EXERCISE TASK
Rewrite all of the material below as a numbered list with no blank lines, and leave the picture out.

== SUPPLIED DATA

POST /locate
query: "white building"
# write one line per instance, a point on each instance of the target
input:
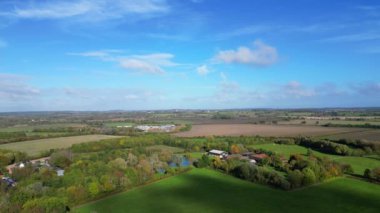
(219, 153)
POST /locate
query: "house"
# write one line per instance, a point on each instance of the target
(218, 153)
(60, 172)
(259, 157)
(237, 157)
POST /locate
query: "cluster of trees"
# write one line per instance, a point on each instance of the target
(373, 174)
(296, 172)
(336, 147)
(88, 175)
(365, 125)
(9, 157)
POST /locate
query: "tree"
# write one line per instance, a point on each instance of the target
(309, 177)
(295, 178)
(93, 188)
(61, 159)
(118, 163)
(235, 149)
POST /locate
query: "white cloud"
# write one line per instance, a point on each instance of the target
(262, 55)
(140, 66)
(295, 89)
(354, 37)
(223, 76)
(148, 63)
(203, 70)
(367, 88)
(86, 10)
(14, 88)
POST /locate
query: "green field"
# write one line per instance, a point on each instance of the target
(28, 128)
(202, 190)
(35, 147)
(166, 148)
(359, 164)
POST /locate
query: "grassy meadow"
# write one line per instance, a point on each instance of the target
(203, 190)
(35, 147)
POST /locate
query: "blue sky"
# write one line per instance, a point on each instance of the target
(188, 54)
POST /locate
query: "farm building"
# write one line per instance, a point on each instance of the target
(218, 153)
(259, 157)
(60, 172)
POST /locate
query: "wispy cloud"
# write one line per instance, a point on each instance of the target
(261, 55)
(149, 63)
(85, 10)
(354, 37)
(15, 88)
(367, 88)
(203, 70)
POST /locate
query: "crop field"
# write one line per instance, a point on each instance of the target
(116, 124)
(27, 128)
(166, 148)
(369, 135)
(35, 147)
(359, 164)
(265, 130)
(202, 190)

====

WORKED ANSWER
1. POST /locate
2. query: "white building"
3. # write one line per instance, a point on each instance of the target
4. input:
5. (219, 153)
6. POST /locate
7. query: "house"
8. # write one line per instance, a point on each instance of the target
9. (218, 153)
10. (60, 172)
11. (259, 157)
12. (237, 157)
13. POST /locate
14. query: "cluster of trees"
15. # write one line per instance, a point on each instance of the target
16. (373, 174)
17. (296, 172)
18. (336, 147)
19. (88, 175)
20. (365, 125)
21. (9, 157)
22. POST /locate
23. query: "tree"
24. # write one line per instance, a point on each instance of the target
25. (309, 177)
26. (295, 178)
27. (93, 188)
28. (61, 159)
29. (118, 163)
30. (235, 149)
31. POST /locate
32. query: "white cloud"
33. # write one line per instance, a point on each instance of the target
34. (262, 55)
35. (140, 66)
36. (295, 89)
37. (354, 37)
38. (223, 76)
39. (148, 63)
40. (203, 70)
41. (367, 88)
42. (86, 10)
43. (14, 88)
44. POST /locate
45. query: "green field"
46. # write one line per instance, a point on each instance of the target
47. (28, 128)
48. (202, 190)
49. (35, 147)
50. (166, 148)
51. (359, 164)
52. POST /locate
53. query: "grassy meadow"
54. # write one line per instance, a point on each instance of the target
55. (203, 190)
56. (35, 147)
57. POST /locate
58. query: "blue sky"
59. # write one line per instance, a point on each instance of the target
60. (188, 54)
61. POST /locate
62. query: "farm building"
63. # write one line per instance, a point on each instance of the target
64. (218, 153)
65. (259, 157)
66. (60, 172)
67. POST /locate
68. query: "wispy cloud"
69. # write one line per instance, a point on each instance of the target
70. (261, 55)
71. (149, 63)
72. (85, 10)
73. (354, 37)
74. (15, 88)
75. (367, 88)
76. (203, 70)
77. POST /locate
78. query: "crop field"
79. # write one line per instance, a point on each instance of the target
80. (116, 124)
81. (27, 128)
82. (166, 148)
83. (369, 135)
84. (35, 147)
85. (359, 164)
86. (265, 130)
87. (202, 190)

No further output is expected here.